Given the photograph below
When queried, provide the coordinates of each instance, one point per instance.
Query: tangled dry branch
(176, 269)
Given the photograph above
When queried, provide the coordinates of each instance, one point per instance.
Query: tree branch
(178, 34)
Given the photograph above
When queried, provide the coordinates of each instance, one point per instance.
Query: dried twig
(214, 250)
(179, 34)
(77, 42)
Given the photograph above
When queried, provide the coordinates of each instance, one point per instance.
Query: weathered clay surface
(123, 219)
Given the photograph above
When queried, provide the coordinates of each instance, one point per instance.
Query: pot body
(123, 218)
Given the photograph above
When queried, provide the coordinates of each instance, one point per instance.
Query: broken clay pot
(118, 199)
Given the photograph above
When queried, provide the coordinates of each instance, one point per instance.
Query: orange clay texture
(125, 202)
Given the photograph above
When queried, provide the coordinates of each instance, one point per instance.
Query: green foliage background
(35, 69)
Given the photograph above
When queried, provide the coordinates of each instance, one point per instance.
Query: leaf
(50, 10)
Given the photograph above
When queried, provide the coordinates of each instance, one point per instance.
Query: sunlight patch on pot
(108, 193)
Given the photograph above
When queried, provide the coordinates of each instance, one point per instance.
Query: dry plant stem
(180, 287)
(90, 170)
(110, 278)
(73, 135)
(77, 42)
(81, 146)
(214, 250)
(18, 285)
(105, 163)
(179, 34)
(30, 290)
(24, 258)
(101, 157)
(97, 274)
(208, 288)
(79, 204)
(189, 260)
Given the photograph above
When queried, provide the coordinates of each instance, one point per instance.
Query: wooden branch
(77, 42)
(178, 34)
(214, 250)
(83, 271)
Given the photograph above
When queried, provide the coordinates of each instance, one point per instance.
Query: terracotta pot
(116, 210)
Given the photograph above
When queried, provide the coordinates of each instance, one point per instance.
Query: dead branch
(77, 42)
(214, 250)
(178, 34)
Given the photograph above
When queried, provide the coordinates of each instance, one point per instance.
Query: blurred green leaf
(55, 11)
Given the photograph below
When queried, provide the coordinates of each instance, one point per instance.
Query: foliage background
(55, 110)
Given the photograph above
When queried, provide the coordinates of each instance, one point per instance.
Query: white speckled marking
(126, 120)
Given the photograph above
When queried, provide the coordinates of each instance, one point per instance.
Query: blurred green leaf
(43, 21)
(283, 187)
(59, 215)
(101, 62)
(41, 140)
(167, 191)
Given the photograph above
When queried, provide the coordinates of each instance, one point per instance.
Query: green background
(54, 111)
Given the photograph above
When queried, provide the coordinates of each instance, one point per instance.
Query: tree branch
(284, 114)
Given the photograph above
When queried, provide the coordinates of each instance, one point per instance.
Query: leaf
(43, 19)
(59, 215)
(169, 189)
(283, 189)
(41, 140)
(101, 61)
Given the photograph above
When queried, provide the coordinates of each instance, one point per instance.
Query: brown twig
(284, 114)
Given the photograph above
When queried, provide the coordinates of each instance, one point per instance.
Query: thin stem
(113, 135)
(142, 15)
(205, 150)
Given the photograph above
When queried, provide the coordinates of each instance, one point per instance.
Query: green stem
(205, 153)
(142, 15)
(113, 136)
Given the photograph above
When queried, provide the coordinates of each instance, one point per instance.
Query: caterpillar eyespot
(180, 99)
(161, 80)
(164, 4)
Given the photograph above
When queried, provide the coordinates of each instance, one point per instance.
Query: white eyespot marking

AIM: All of the data above should be transcribed exactly.

THE RESULT:
Given the photograph below
When queried, provide the coordinates of each instance, one point per instance.
Query: tangled dry branch
(176, 269)
Given the photograph above
When queried, provide the coordinates of each instance, one point per instance.
Query: tree branch
(178, 34)
Given the photograph above
When queried, provide the coordinates of each instance, one point per instance.
Query: dried twig
(214, 250)
(179, 34)
(77, 42)
Given the photograph above
When queried, provide the coordinates of each instance, one point per instance.
Query: weathered clay surface
(123, 219)
Given the photograph above
When queried, provide the coordinates of each instance, one point per instance.
Query: pot body
(123, 218)
Given the photograph above
When queried, provide the coordinates of each instance, one point per instance.
Query: broken clay pot
(118, 199)
Given the photograph above
When queried, provide the coordinates of each instance, one point per instance.
Query: orange clay texture
(125, 202)
Given the photograph above
When queried, provide the coordinates of each instance, one point per instance.
Query: green foliage background
(35, 69)
Given the photograph above
When queried, provide the coordinates of each instance, one point per instance.
Query: leaf
(50, 10)
Given the photograph above
When queried, provide the coordinates of each instance, one point per instance.
Query: sunlight patch on pot
(108, 193)
Given the photograph above
When queried, provide the coordinates of each instance, one point per instance.
Query: dry plant stem
(180, 287)
(90, 170)
(110, 278)
(73, 135)
(77, 42)
(81, 146)
(214, 250)
(18, 285)
(105, 163)
(179, 34)
(30, 290)
(24, 258)
(101, 157)
(97, 274)
(208, 288)
(79, 204)
(189, 260)
Given the photograph above
When queried, provide the coordinates of each instance, one point per instance.
Query: wooden branch
(77, 42)
(178, 34)
(214, 250)
(83, 271)
Given the photograph above
When queried, provide the coordinates of each instance, one point per instance.
Query: terracotta pot
(116, 210)
Given the photograph above
When queried, provide the coordinates of each instance, one point per instance.
Query: dead branch
(77, 42)
(214, 250)
(178, 34)
Given the photograph above
When queried, provide the coordinates of each instance, one point per instance.
Query: blurred green leaf
(55, 11)
Given the photograph below
When queried, provide the coordinates of each instance, one point per instance.
Query: foliage background
(55, 110)
Given the photograph above
When queried, provide the coordinates of each instance, one point per instance.
Query: white speckled marking
(126, 120)
Given the photograph above
When queried, provide the coordinates of each instance, one point per instance.
Query: blurred green leaf
(43, 21)
(283, 187)
(59, 215)
(101, 62)
(41, 140)
(167, 191)
Given the photograph above
When queried, provide the coordinates of each instance, one point per instance.
Query: green background
(54, 111)
Given the photograph above
When queried, provide the coordinates of each instance, one point per instance.
Query: tree branch
(284, 114)
Given the photograph above
When queried, provide the coordinates of each instance, one point per instance.
Query: leaf
(43, 19)
(59, 215)
(169, 189)
(283, 189)
(41, 140)
(101, 61)
Given the photograph above
When queried, provide the coordinates of each instance, one point per instance.
Query: brown twig
(284, 114)
Given the photograph above
When queried, provide the coordinates of each instance, one point per instance.
Query: thin stem
(113, 135)
(142, 15)
(205, 150)
Given the photograph above
When queried, provide the coordinates of each instance, one point per instance.
Query: green stem
(205, 153)
(142, 15)
(113, 136)
Given the photograph above
When queried, provide the coordinates of each instance, one point per instance.
Query: caterpillar eyespot
(180, 99)
(161, 80)
(164, 4)
Given the photograph above
When queried, provide the coordinates of each instance, one point per instance.
Query: white eyespot marking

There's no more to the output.